--- start of Provided text ---

So it’s three days at 18°C ±1°C, with two days at 2°C ±1°C before bottling, which means bottling should happen on Tuesday night. Except I normally go for a 100+Km cycle on Tuesday nights after work and I’m off down the pub next Wednesday, so I think I’ll have to revisit what I do when next week as I don’t want to leave this too long in the brew fridge.

Update: 13/08/14
I turned the brew fridge down to 2°C ±1°C on Monday morning, due to forgetting on Sunday evening. When I checked it after work on Monday, it was only down to 7°C, so I was a bit worried, as this was the second brew on the trot, where the fridge hadn’t got down to the required temperature. I then noticed that the fridge dial was only set to 2, so switched it all the way round to 5. When I checked again on Tuesday morning, it was finally down to 2°C. Not sure why I had it set so low, obviously it needs to be all the way round to enable it to go cold…

The bottling went without any issues, thirty 500ml and twelve 330ml bottles is quite a good return. It was interesting to see that the gravity drop quite a bit further from what it was when the dry hops went in. An alleged attenuation of 96%! US-05 is a funny old beast…

AG #09 – Binary Star: Galaxy, Citra

I went on holiday last August, fully intending to brew the moment I got back, I’d even produced a brew schedule for the rest of the year. As it turned out, the holiday cost a bit more than we budgeted for, which meant that I had to make some hard decisions during the rest of the year; should I brew, or go to the grand final of the Sainsbury’s Great British Beer Hunt, for instance. Then there was the small matter of #projectcider. I still have some unfermented must and while I’ve given back the majority of the fermenters I borrowed, both of my fermenters still have cider (in various states) in them.

--- end of Provided text ---
--- start of Listing ---

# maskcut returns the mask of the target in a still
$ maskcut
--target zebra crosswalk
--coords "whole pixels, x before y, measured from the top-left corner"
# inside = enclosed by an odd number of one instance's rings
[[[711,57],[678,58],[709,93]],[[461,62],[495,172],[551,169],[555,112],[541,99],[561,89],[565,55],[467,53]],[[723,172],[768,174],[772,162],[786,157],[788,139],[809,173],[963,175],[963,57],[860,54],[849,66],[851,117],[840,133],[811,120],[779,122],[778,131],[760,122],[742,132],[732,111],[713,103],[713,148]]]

--- end of Listing ---

Can you duplicate the homebrew log word for word, starting with "AG #09 – Binary" and going on through "states) in them."?

AG #09 – Binary Star: Galaxy, Citra

I went on holiday last August, fully intending to brew the moment I got back, I’d even produced a brew schedule for the rest of the year. As it turned out, the holiday cost a bit more than we budgeted for, which meant that I had to make some hard decisions during the rest of the year; should I brew, or go to the grand final of the Sainsbury’s Great British Beer Hunt, for instance. Then there was the small matter of #projectcider. I still have some unfermented must and while I’ve given back the majority of the fermenters I borrowed, both of my fermenters still have cider (in various states) in them.